▶ _GIVEN DATA_

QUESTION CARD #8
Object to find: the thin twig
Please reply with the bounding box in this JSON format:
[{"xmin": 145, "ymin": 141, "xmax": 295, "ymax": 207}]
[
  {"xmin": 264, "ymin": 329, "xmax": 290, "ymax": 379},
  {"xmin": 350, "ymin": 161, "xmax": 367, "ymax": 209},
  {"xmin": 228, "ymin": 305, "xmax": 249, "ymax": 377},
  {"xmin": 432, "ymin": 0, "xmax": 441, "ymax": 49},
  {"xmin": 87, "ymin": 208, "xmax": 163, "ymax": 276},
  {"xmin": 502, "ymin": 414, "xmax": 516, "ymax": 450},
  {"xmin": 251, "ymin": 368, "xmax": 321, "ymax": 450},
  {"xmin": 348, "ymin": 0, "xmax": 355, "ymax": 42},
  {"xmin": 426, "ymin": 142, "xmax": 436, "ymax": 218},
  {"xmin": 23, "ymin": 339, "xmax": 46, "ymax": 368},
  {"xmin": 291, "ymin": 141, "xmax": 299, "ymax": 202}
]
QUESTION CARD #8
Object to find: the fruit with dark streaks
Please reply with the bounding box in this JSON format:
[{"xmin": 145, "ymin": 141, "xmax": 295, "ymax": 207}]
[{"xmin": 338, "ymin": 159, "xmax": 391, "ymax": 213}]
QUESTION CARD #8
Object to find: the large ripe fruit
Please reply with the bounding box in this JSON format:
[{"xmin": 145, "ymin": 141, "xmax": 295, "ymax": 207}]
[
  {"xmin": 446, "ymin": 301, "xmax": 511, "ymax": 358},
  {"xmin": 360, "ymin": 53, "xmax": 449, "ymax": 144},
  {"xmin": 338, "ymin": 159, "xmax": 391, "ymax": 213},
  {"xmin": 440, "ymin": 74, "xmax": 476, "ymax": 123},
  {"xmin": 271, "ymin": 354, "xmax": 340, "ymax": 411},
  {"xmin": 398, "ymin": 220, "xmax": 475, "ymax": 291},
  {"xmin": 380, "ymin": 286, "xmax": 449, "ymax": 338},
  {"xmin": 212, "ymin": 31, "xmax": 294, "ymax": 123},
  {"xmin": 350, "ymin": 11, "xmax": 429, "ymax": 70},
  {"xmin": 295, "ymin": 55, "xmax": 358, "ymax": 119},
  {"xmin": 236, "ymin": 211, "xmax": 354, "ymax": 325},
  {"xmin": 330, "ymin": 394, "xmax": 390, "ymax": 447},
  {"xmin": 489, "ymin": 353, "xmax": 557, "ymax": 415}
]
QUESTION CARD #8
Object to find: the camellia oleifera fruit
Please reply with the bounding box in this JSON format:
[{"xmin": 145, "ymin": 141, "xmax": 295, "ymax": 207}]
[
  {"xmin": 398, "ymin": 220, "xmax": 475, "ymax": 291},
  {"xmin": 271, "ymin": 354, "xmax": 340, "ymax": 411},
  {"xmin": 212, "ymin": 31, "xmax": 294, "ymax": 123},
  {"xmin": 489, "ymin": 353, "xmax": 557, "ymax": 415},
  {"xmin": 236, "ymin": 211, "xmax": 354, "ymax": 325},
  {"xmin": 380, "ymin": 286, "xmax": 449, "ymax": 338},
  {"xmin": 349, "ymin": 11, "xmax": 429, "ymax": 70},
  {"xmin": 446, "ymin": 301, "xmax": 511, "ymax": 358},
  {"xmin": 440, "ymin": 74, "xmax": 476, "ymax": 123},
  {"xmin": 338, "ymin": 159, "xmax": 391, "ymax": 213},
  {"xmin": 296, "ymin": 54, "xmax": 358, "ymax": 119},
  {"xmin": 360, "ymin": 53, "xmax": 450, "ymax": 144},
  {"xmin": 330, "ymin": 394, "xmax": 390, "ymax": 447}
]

▶ _TASK DESCRIPTION_
Every record must appear in the answer exactly as written.

▶ _ANSWER BOX_
QUESTION CARD #8
Object to find: the thin twig
Please reply with the bounding box in this JSON format:
[{"xmin": 145, "ymin": 141, "xmax": 295, "ymax": 207}]
[
  {"xmin": 264, "ymin": 329, "xmax": 290, "ymax": 379},
  {"xmin": 350, "ymin": 161, "xmax": 367, "ymax": 209},
  {"xmin": 228, "ymin": 305, "xmax": 249, "ymax": 377},
  {"xmin": 432, "ymin": 0, "xmax": 441, "ymax": 49},
  {"xmin": 87, "ymin": 208, "xmax": 163, "ymax": 276},
  {"xmin": 502, "ymin": 414, "xmax": 516, "ymax": 450},
  {"xmin": 251, "ymin": 368, "xmax": 321, "ymax": 450},
  {"xmin": 348, "ymin": 0, "xmax": 355, "ymax": 42},
  {"xmin": 426, "ymin": 142, "xmax": 436, "ymax": 218},
  {"xmin": 23, "ymin": 339, "xmax": 46, "ymax": 368},
  {"xmin": 291, "ymin": 141, "xmax": 299, "ymax": 202}
]
QUESTION CARD #8
Object to find: the fruit with dark streaks
Please reply with the bounding box in this JSON format:
[{"xmin": 145, "ymin": 141, "xmax": 295, "ymax": 207}]
[{"xmin": 338, "ymin": 159, "xmax": 391, "ymax": 213}]
QUESTION CARD #8
Object to find: the large ripe fruit
Please reply with the bounding box in this JSON format:
[{"xmin": 145, "ymin": 141, "xmax": 295, "ymax": 207}]
[
  {"xmin": 446, "ymin": 301, "xmax": 511, "ymax": 358},
  {"xmin": 360, "ymin": 53, "xmax": 449, "ymax": 144},
  {"xmin": 338, "ymin": 159, "xmax": 391, "ymax": 213},
  {"xmin": 440, "ymin": 74, "xmax": 476, "ymax": 123},
  {"xmin": 271, "ymin": 354, "xmax": 340, "ymax": 411},
  {"xmin": 398, "ymin": 220, "xmax": 475, "ymax": 291},
  {"xmin": 380, "ymin": 286, "xmax": 449, "ymax": 338},
  {"xmin": 212, "ymin": 31, "xmax": 294, "ymax": 123},
  {"xmin": 350, "ymin": 11, "xmax": 429, "ymax": 70},
  {"xmin": 295, "ymin": 55, "xmax": 358, "ymax": 119},
  {"xmin": 236, "ymin": 211, "xmax": 354, "ymax": 325},
  {"xmin": 330, "ymin": 394, "xmax": 390, "ymax": 447},
  {"xmin": 489, "ymin": 353, "xmax": 557, "ymax": 415}
]
QUESTION CARD #8
Object to find: the camellia oleifera fruit
Please reply with the bounding box in this JSON format:
[{"xmin": 145, "ymin": 141, "xmax": 295, "ymax": 207}]
[
  {"xmin": 398, "ymin": 220, "xmax": 475, "ymax": 291},
  {"xmin": 271, "ymin": 354, "xmax": 340, "ymax": 411},
  {"xmin": 212, "ymin": 31, "xmax": 294, "ymax": 123},
  {"xmin": 489, "ymin": 353, "xmax": 557, "ymax": 415},
  {"xmin": 236, "ymin": 211, "xmax": 354, "ymax": 325},
  {"xmin": 380, "ymin": 286, "xmax": 449, "ymax": 338},
  {"xmin": 349, "ymin": 11, "xmax": 429, "ymax": 70},
  {"xmin": 446, "ymin": 301, "xmax": 511, "ymax": 358},
  {"xmin": 440, "ymin": 74, "xmax": 476, "ymax": 123},
  {"xmin": 338, "ymin": 159, "xmax": 391, "ymax": 213},
  {"xmin": 296, "ymin": 54, "xmax": 358, "ymax": 119},
  {"xmin": 360, "ymin": 53, "xmax": 450, "ymax": 144},
  {"xmin": 330, "ymin": 394, "xmax": 390, "ymax": 447}
]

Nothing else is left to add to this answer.